* Excerpted text:
+ + + + +

Edgar H. Schein is Professor Emeritus from the M.I.T. Sloan School of Management. He’s a pioneer in organizational studies, organizational culture and leadership, process consulting, career development. Ed’s contributions to the practice of O.D. date back to the early 1960s and continue with the recent publication of Organizational Culture and Leadership 5th edition and now Humble Leadership, co-authored with Peter A. Schein, co-founder of OCLI.org who brings 30 years of hands-on experience in large and small companies leading growth initiatives in Silicon Valley.

A New Approach to Leadership

The following is an excerpt from Humble Leadership

A New Approach to Leadership

By Ed and Peter Schein

This book introduces a new approach to leadership based more on personal relationships than transactional role relationships.

The good news: employee engagement, empowerment, organizational agility, ambidexterity, innovation . . . all of this can flourish in the rapidly changing world when the fundamental relationship between leaders and followers, helpers and clients, and providers and customers becomes more personalized and cooperative.

The bad news: continued deception, scandals, high turnover of disengaged talent, safety and quality problems in industry and health care, all the way to corruption and abuse of power at the highest levels of industry and politics, driven by financial expediency and the obsession with retaining power as primary success criteria . . . all of this will continue to happen as long as leader-follower relationships remain impersonal, transactional, and based on the roles and rules that have evolved in the current culture of management that still predominates in our hierarchical bureaucratic organizations.

+ + + + +

* What you will do:
**A.** According to the Humble Leadership passage, from which school is Edgar H. Schein Professor Emeritus?
**B.** Repeat verbatim the stretch of the Humble Leadership passage from "The bad news: continued" through "hierarchical bureaucratic organizations.".

* Records provided:

+ + + + +

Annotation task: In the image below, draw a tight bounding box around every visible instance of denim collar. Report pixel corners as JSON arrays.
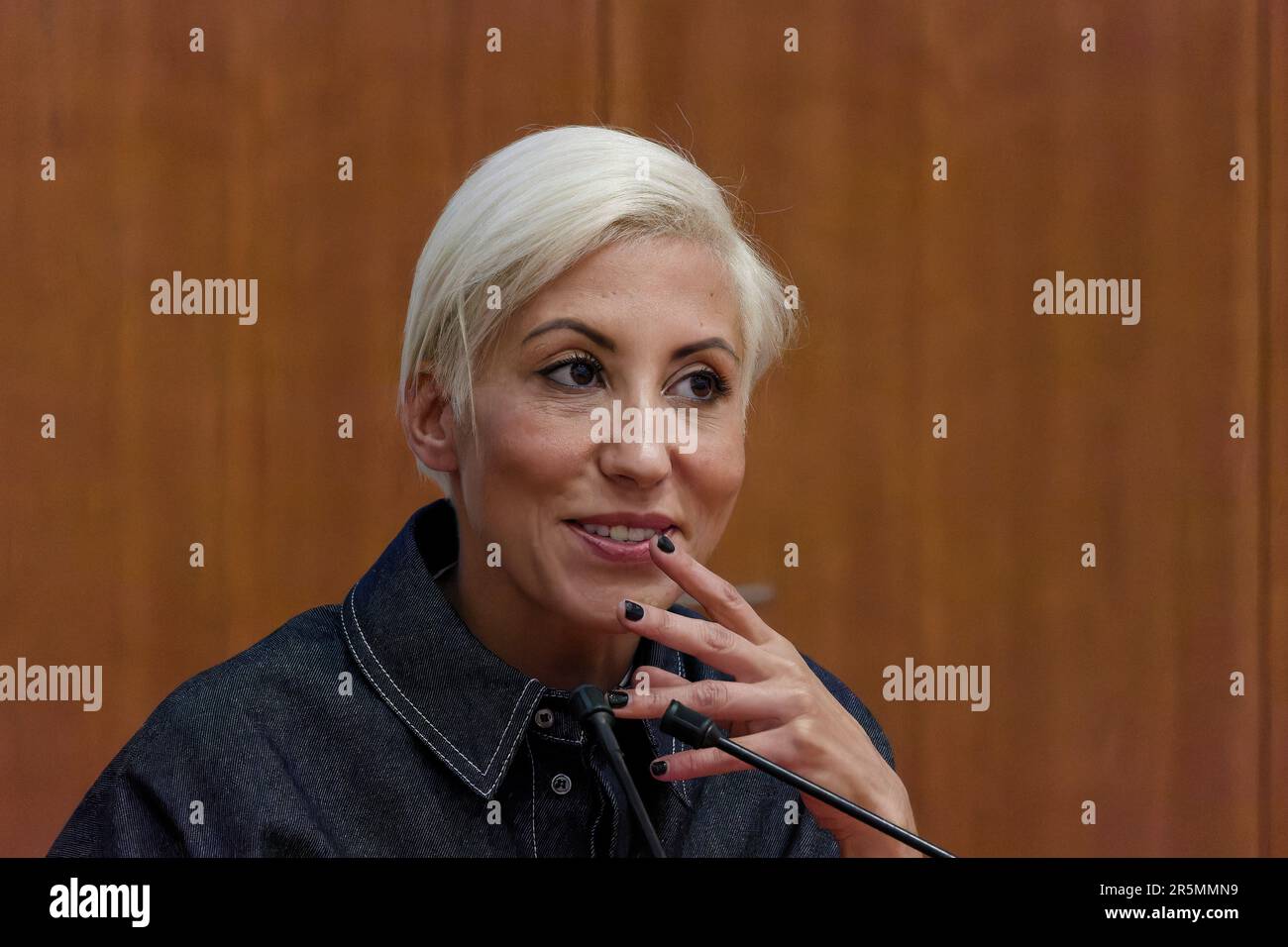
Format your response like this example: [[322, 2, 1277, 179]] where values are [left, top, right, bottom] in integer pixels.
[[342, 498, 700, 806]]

+ + + + +

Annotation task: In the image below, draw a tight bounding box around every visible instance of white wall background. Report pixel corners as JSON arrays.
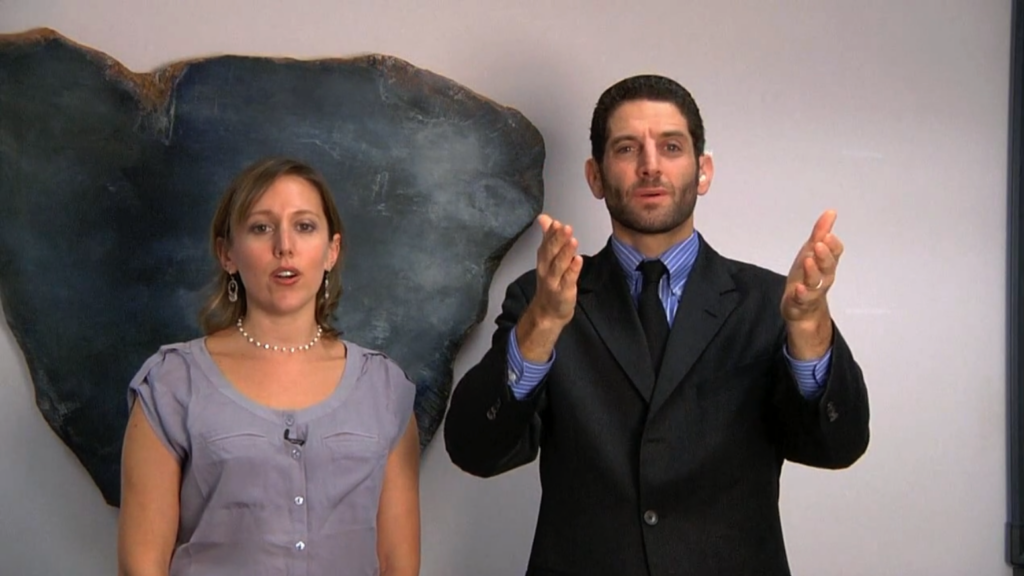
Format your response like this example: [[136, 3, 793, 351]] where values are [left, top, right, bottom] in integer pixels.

+ + + + +

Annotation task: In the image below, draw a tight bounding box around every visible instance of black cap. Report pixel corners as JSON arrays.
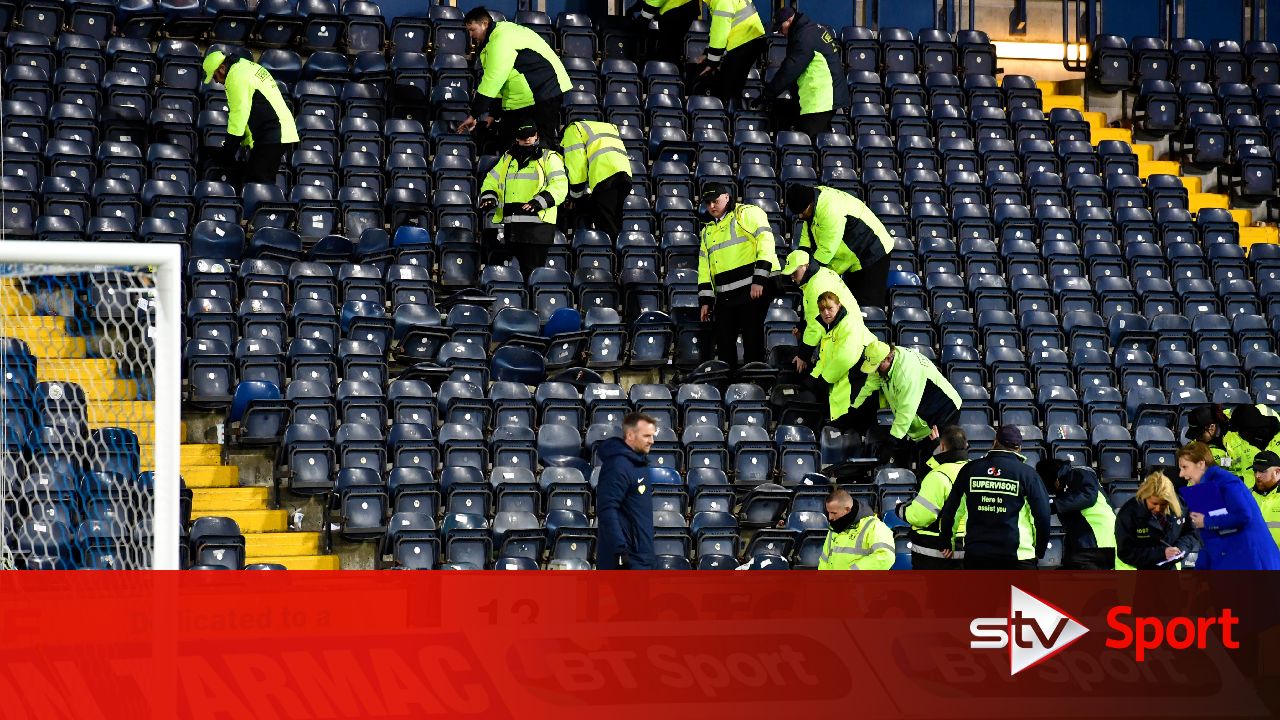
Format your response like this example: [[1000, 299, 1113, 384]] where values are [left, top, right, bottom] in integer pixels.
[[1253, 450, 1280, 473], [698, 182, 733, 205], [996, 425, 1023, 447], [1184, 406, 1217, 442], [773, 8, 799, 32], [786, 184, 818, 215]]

+ + + + +

* Task-by-task outputs:
**A.** The M.I.T. Sloan School of Management.

**B.**
The bad news: continued deception, scandals, high turnover of disengaged talent, safety and quality problems in industry and health care, all the way to corruption and abuse of power at the highest levels of industry and politics, driven by financial expediency and the obsession with retaining power as primary success criteria . . . all of this will continue to happen as long as leader-follower relationships remain impersonal, transactional, and based on the roles and rules that have evolved in the current culture of management that still predominates in our hierarchical bureaucratic organizations.